▸ **PROVIDED RECORDS**:
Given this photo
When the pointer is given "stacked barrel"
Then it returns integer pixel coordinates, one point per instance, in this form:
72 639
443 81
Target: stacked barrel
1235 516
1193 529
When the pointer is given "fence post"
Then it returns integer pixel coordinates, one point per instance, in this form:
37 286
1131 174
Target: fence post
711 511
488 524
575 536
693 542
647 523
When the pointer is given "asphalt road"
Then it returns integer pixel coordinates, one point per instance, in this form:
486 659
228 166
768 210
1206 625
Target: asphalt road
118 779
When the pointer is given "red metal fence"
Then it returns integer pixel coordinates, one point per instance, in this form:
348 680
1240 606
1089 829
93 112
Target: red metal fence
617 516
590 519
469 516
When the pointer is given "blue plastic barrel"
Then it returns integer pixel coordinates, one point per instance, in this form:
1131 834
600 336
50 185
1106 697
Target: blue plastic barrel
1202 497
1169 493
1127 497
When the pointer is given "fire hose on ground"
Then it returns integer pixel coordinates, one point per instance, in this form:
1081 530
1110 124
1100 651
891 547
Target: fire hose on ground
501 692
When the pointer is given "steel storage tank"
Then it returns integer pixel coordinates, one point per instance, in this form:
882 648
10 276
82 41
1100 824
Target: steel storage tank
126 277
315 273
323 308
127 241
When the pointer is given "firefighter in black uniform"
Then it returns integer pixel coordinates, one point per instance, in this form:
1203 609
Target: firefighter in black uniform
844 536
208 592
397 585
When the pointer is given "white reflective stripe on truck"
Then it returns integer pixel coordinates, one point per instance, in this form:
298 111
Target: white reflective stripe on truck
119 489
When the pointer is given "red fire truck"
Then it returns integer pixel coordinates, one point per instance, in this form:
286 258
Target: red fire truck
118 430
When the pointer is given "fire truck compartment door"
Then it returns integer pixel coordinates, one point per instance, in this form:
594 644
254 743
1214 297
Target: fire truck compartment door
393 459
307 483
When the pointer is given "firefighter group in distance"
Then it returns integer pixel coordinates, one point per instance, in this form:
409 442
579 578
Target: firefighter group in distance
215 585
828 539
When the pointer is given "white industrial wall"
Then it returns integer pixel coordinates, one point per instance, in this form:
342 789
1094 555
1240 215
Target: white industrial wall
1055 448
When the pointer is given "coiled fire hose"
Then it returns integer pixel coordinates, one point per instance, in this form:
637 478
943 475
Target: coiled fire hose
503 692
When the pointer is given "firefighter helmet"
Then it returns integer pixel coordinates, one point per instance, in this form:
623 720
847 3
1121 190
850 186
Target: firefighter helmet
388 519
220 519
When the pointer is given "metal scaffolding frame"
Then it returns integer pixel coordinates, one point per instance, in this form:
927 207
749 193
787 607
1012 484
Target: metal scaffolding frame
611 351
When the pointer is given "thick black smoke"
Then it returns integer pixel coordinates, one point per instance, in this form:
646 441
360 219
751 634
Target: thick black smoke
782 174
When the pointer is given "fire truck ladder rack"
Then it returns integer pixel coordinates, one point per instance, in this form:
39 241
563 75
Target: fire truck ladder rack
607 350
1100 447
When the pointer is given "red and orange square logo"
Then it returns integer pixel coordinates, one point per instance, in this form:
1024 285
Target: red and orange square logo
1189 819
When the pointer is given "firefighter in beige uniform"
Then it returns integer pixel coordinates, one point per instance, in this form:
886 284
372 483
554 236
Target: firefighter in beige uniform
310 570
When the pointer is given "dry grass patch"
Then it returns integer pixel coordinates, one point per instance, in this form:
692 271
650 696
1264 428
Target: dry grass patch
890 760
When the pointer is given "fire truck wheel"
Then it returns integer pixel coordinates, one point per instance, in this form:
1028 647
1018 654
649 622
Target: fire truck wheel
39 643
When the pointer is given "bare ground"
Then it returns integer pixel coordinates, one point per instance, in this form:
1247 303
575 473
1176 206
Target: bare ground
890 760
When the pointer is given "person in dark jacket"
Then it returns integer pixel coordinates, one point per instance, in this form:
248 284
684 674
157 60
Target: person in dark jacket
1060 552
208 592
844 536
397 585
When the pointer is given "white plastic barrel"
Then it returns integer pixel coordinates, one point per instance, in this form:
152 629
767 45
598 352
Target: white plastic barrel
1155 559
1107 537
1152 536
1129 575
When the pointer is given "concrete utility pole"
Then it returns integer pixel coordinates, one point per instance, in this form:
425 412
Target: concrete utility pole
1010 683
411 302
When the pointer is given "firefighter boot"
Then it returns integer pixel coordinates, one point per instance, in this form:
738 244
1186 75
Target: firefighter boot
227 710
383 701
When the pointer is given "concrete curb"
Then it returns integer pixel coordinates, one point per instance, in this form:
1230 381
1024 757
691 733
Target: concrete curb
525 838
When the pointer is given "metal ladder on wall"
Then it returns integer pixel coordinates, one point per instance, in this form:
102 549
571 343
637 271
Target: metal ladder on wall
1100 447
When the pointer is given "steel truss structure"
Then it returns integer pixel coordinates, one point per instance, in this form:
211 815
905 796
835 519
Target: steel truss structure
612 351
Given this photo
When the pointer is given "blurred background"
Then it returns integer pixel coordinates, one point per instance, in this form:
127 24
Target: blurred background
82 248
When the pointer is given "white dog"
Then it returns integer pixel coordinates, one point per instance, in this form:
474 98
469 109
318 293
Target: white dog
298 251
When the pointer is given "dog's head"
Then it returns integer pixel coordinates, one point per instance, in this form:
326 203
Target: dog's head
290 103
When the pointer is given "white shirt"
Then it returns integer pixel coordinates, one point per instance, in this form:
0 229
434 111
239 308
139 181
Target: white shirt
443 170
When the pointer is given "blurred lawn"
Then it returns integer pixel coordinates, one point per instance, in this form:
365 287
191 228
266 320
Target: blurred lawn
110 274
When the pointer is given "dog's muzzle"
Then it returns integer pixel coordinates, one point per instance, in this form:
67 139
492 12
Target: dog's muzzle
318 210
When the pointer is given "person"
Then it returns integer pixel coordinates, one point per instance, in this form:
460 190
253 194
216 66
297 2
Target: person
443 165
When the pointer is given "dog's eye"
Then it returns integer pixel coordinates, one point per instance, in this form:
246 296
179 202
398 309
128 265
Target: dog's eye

▸ **WORK TASK**:
Output each line of the records above exactly.

▸ **RESPONSE FOR THIS EXERCISE**:
Given this photo
When the pointer is given "stacked barrel"
Then it returns integer pixel coordinates, one point per instance, in this form:
72 639
443 81
Target: stacked barrel
1235 516
1193 529
When the pointer is given "fence post"
Then it returns integer pixel coordinates, one point per instance, in this form:
37 286
1131 174
Target: fence post
711 511
488 524
575 536
693 542
647 523
When the pointer is given "asphalt road"
Then it returns integer pixel coordinates, one point per instance, in this form:
486 659
228 166
768 210
1206 625
Target: asphalt road
118 779
When the pointer is given "red metal fence"
Then it returns integer pixel coordinates, one point per instance, in this form:
348 680
1240 606
1089 829
93 112
Target: red metal fence
617 516
590 519
469 516
When the pointer is given "blue plastic barrel"
Then it returns integer pixel coordinates, one point per instance, in this form:
1131 834
600 336
50 185
1106 697
Target: blue plastic barrel
1202 497
1169 493
1127 497
When the pointer is given "fire hose on ground"
Then it returns integer pixel coordinates, one point per instance, in this form:
1081 530
1110 124
1100 651
891 547
Target: fire hose on ground
501 692
When the pointer is given "steel storage tank"
Then it returns integer pixel coordinates, one point per instance, in this form:
882 648
10 276
82 41
1100 824
Target: steel storage tank
126 277
315 273
323 308
127 241
When the pointer is given "firefighter in black uniform"
Then it returns integer pixel coordinates, one point per instance, in this form:
1203 609
Target: firefighter in black uniform
844 536
208 592
397 585
When the pointer is given "white reflective stripe on truck"
Then it returns integer pixel coordinates, one point per instance, in this form:
298 111
Target: white reflective stripe on truck
119 489
When the pointer is given "red fire truck"
Then it returns integer pixel coordinates, one point per instance, in this form:
286 258
Target: red fire truck
118 430
When the pointer is given "fire truck compartment door"
Then it returns integer pixel coordinates, one point per instance, in this form:
594 644
254 743
1214 297
Target: fire truck compartment door
393 459
307 483
When the pointer is given "firefighter group in distance"
Then it returns integer pixel coordinates, one point per instance, in this form:
409 442
579 578
Target: firefighter group in distance
215 585
828 539
When the pointer is given "white industrial wall"
Then it returns integer pixel coordinates, one point per instance, in this form:
342 789
1094 555
1240 215
Target: white industrial wall
1055 448
When the pointer is given "coiled fire hose"
Then it returns integer pixel coordinates, one point per instance, in this form:
637 478
943 475
Target: coiled fire hose
503 692
When the pointer is given "firefighter helmet"
Then it returns integer pixel coordinates, one point per instance, in this form:
623 720
847 3
1121 190
850 186
Target: firefighter helmet
388 519
220 519
When the pointer is given "metal scaffolding frame"
Then it returns integer pixel coordinates, one point per instance, in this form:
927 207
749 193
787 607
1012 484
Target: metal scaffolding frame
611 351
When the pointer is given "thick black smoke"
Then it returns integer pixel coordinates, one point per instance, in this form:
646 441
360 219
751 634
Target: thick black smoke
782 174
When the pointer is given "fire truck ladder rack"
Then it returns integer pixel coordinates, one point per instance, in this form:
39 241
563 75
Target: fire truck ladder rack
607 350
1100 447
When the pointer is given "red and orange square logo"
Then it returns integer pixel coordinates, one point per instance, in this form:
1024 285
Target: red and orange square logo
1189 819
When the pointer is given "firefighter in beige uniform"
Then it returns integer pixel coordinates, one point per instance, in this form:
886 284
372 483
554 236
Target: firefighter in beige uniform
310 570
When the pointer is given "dry grass patch"
Then it returns integer pixel coordinates, one point per instance, in this form:
692 271
650 696
1264 428
Target: dry grass patch
890 760
When the pointer is given "fire truck wheel"
Then it returns integer pixel coordinates, one point per instance, in this form:
1028 647
1018 654
649 622
Target: fire truck wheel
39 643
When the pointer is given "bare ground"
Then it returns integer pixel coordinates, one point per instance, in this form:
1247 303
575 473
1176 206
Target: bare ground
890 760
When the pointer is given "person in dark jacket"
Then it returns integer pixel coordinates, one point per instance, in this form:
248 284
684 674
157 60
Target: person in dark jacket
1060 552
208 592
844 536
397 585
When the pointer is given "white plastic barrel"
Then it returns integer pixel coordinates, one point per instance, in this form:
152 629
767 45
598 352
Target: white plastic barrel
1155 559
1107 537
1152 536
1129 575
When the pointer is given "concrete utility pole"
Then it returns integer pixel coordinates, one point per instance, in this form:
425 412
Target: concrete utility pole
1010 683
411 302
When the pointer is given "firefighter boot"
Then it returns integer pixel coordinates, one point per instance, in this form:
738 244
1186 75
Target: firefighter boot
227 710
383 701
When the pointer is given "concrete curb"
Then it returns integer pixel coordinates, one point per instance, in this form:
1230 381
1024 757
691 733
Target: concrete curb
525 838
When the pointer is given "metal ladder on wall"
Then it returns integer pixel coordinates, one point per instance, in this form:
102 549
571 343
637 271
Target: metal ladder on wall
1100 447
When the pointer is given "steel truss structure"
Then it returns integer pixel coordinates, one point per instance, in this form:
211 815
905 796
835 519
Target: steel truss structure
612 351
Given this photo
When the pointer is given "blurred background"
Then it returns integer pixel coordinates, one point per instance, in this form:
127 24
Target: blurred background
82 248
When the pointer is given "white dog"
Then it returns integer pixel coordinates, one point per instance, in this form:
474 98
469 109
318 293
Target: white dog
298 251
When the pointer is given "dog's head"
Then it returns integer pixel coordinates, one point per instance, in this form:
326 203
Target: dog's head
290 103
When the pointer is given "white shirt"
Then it returns integer pixel coordinates, one point per instance, in this form:
0 229
434 111
239 308
139 181
Target: white shirt
443 170
When the pointer is given "blurred lawn"
Then it returns integer pixel coordinates, one point per instance, in this form:
365 287
191 228
266 320
Target: blurred lawn
110 274
When the pointer is given "dog's muzzle"
Then it returns integer pixel coordinates, one point per instance, in this form:
67 139
492 12
Target: dog's muzzle
318 210
When the pointer is given "person"
Then it returns integer pixel coordinates, one point per instance, in this form:
460 190
253 194
216 66
297 2
Target: person
443 165
When the pointer is given "dog's eye"
Then it returns integer pixel coordinates, one point per instance, in this form:
246 296
179 202
398 309
128 265
Target: dog's eye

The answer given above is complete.